Today’s Wonder of the Day was inspired by Katherine. Katherine Wonders, “How does your brain tell you what you like to eat?” Thanks for WONDERing with us, Katherine!
Rabbit 2: I don't know, Eddie. I like to hang out here a lot. Every time the humans see me, they throw carrots at me.
Rabbit 1: Eww! Why do they do that? I hate carrots!
Rabbit 2: Me, too! They bring sandwiches, hot dogs, cookies, and chips on picnics, but do they ever share any of that food? No way! I'd do a backflip for a cheeseburger right now.
Rabbit 1: Mmm…a cheeseburger does sound good right now. Want to go to Old MacDonald's for lunch?
Rabbit 2: Let's do it! Maybe we can trade all these carrots for some French fries!
We were puzzled by the rabbits' conversation, since we had always assumed that all rabbits loved carrots. In fact, their conversation made us start WONDERing about the foods we eat. Why don't we all like the same foods?
If you've ever been out to eat at a restaurant with your family, you've probably noticed that everyone doesn't usually order the same meal. In fact, if there are five people at your table, there are probably five different meals ordered.
Some foods, such as ice cream and pizza, seem to appeal to most, if not all, people. Other foods, like broccoli and spinach, seem to be an acquired taste that relatively few people have acquired. What drives these differences in our tastes?
Scientists who have studied foods and our sense of taste have identified a variety of factors that lead to our likes and dislikes when it comes to foods. First, we're not all created equally when it comes to taste buds. The number of bumps on our tongues (called papillae) that contain taste buds varies from one person to the next.
People with many papillae are known as "supertasters." They can find flavors overwhelming and often prefer foods that are mild rather than spicy. Those who have a low papillae density are called "subtasters," and they're the people who tend to like spicy food and hot sauce on everything.

• [Extracted entries]:

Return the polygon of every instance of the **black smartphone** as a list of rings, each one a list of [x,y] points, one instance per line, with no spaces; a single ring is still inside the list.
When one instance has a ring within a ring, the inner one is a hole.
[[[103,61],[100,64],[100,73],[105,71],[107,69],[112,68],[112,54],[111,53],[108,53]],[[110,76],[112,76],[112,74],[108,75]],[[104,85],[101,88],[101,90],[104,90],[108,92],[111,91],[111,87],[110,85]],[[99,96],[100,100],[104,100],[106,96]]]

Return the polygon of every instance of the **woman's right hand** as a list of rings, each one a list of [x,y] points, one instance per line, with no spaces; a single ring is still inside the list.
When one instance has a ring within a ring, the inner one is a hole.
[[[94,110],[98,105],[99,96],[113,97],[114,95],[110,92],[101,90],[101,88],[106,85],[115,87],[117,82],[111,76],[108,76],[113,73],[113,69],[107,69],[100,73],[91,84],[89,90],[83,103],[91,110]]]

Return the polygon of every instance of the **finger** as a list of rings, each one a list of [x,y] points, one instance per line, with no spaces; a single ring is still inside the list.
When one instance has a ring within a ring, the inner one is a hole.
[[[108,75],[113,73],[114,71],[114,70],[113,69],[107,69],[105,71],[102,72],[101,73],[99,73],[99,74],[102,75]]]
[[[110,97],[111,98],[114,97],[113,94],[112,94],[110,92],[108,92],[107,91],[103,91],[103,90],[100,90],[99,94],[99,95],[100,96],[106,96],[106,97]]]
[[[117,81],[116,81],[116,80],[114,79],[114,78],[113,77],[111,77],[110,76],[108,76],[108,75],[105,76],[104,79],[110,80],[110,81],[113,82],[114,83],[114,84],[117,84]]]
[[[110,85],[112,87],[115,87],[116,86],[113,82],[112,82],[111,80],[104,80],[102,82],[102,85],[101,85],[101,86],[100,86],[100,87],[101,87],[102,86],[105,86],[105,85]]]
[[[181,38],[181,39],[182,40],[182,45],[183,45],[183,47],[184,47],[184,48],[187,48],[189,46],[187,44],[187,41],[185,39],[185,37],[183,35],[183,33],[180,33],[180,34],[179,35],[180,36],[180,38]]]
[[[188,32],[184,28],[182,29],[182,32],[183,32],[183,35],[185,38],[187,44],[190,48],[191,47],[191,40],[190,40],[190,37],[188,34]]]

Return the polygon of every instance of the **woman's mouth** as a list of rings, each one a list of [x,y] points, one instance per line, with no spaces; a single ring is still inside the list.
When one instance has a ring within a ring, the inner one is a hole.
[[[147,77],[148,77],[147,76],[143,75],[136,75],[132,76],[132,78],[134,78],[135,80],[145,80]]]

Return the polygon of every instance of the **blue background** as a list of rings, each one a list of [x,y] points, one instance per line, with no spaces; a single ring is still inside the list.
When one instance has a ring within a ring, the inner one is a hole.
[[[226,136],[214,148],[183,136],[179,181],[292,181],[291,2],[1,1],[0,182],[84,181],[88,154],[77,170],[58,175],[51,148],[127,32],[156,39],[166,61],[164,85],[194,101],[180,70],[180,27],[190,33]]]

• [Task brief]: Please pick up the passage about why people like different foods and continue it from its last sentence. You can set the items aside; they aren't needed for what comes next.

• [Written reply]:
Our sense of taste depends upon more than just the number of taste buds, though. It also depends upon our taste buds' ability to detect the wide variety of chemicals that can trigger the signals that help our brains interpret the five different tastes: sweet, sour, salty, bitter, and savory.
Scientists believe our sense of taste definitely has a genetic component. For example, researchers have identified a range of 20-40 genes they believe influence how our brains and taste buds sense bitter tastes.
Humans appear to be born with a natural love of sweet flavors and an aversion to bitter and sour flavors. Scientists believe these genetic predispositions have evolutionary roots, since sweet flavors would likely come from good food sources, such as fruits, while bitter and sour flavors would often come from dangerous plants that should be avoided.
Experience also plays a role as we grow up. For example, babies often tend to like foods their mothers ate before they were born. Children exposed to a wide variety of foods when young also tend to like more foods than those fed a limited diet.
Gender and culture can also play roles in our tastes. Women tend to crave sweets, while men often prefer salty foods. Bitter or spicy foods may be more popular if you're part of a culture that celebrates those foods and eats them regularly.
Finally, scientists also know that texture plays a big role in many people's likes and dislikes. They can't really explain why yet, but it's clear that some people simply don't like certain textures — slimy, chewy, gritty, creamy, or stringy — regardless of flavor.